→ Exercise data:
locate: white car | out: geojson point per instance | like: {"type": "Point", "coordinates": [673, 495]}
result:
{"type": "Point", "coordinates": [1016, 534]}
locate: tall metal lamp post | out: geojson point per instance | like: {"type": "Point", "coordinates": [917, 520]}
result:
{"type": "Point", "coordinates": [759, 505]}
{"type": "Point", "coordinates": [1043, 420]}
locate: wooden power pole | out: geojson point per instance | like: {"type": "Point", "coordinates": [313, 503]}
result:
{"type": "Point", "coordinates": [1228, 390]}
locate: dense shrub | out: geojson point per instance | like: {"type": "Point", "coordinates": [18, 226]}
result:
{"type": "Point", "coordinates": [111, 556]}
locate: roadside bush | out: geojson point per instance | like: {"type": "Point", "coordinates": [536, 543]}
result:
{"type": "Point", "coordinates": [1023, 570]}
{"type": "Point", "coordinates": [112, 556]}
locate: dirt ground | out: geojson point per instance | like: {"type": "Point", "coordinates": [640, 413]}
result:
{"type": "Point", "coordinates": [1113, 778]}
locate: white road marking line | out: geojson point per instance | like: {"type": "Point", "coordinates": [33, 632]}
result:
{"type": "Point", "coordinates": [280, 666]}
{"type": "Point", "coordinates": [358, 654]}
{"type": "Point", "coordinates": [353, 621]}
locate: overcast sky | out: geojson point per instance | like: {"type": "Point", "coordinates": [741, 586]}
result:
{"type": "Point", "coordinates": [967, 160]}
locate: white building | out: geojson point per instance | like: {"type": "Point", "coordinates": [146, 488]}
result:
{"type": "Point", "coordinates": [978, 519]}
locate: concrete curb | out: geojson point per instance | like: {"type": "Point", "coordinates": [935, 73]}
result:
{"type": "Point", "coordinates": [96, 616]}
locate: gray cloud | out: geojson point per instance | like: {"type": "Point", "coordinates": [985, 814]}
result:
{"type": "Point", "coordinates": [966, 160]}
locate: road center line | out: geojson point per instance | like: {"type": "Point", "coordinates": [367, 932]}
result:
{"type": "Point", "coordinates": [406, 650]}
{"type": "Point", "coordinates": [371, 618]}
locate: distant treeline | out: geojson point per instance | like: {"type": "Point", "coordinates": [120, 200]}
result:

→ Task instructions: Each line of the data must be copied exactly as it appears.

→ Your response:
locate: white car | out: geojson point per instance | like: {"type": "Point", "coordinates": [673, 495]}
result:
{"type": "Point", "coordinates": [1016, 534]}
locate: tall metal lamp post | out: geojson point per instance | like: {"type": "Point", "coordinates": [917, 520]}
result:
{"type": "Point", "coordinates": [759, 505]}
{"type": "Point", "coordinates": [1043, 420]}
locate: wooden power pole | out: geojson point per instance | like: {"type": "Point", "coordinates": [313, 503]}
result:
{"type": "Point", "coordinates": [1228, 390]}
locate: dense shrub | out: geojson point per instance | like: {"type": "Point", "coordinates": [18, 226]}
result:
{"type": "Point", "coordinates": [111, 556]}
locate: roadside bush | out: geojson point per instance | like: {"type": "Point", "coordinates": [536, 543]}
result:
{"type": "Point", "coordinates": [1023, 570]}
{"type": "Point", "coordinates": [112, 556]}
locate: dirt ground | out: geojson point per instance | like: {"type": "Point", "coordinates": [640, 413]}
result:
{"type": "Point", "coordinates": [1113, 778]}
locate: white road marking line | out: geojson point per instance | like: {"type": "Point", "coordinates": [33, 632]}
result:
{"type": "Point", "coordinates": [280, 666]}
{"type": "Point", "coordinates": [358, 654]}
{"type": "Point", "coordinates": [353, 621]}
locate: overcast sky | out: geojson point per instance | like: {"type": "Point", "coordinates": [741, 586]}
result:
{"type": "Point", "coordinates": [967, 160]}
locate: white building | out: geojson point per instance | like: {"type": "Point", "coordinates": [146, 488]}
result:
{"type": "Point", "coordinates": [978, 519]}
locate: concrete curb | out: geojson point per instance | like: {"type": "Point", "coordinates": [935, 73]}
result:
{"type": "Point", "coordinates": [96, 616]}
locate: gray cloud | out: geojson point per instance | like: {"type": "Point", "coordinates": [985, 814]}
result:
{"type": "Point", "coordinates": [966, 160]}
locate: road center line | out: geojson point per instance | like: {"type": "Point", "coordinates": [367, 932]}
result:
{"type": "Point", "coordinates": [406, 650]}
{"type": "Point", "coordinates": [371, 618]}
locate: distant treeline | out: geojson point per instance | like: {"type": "Point", "coordinates": [120, 200]}
result:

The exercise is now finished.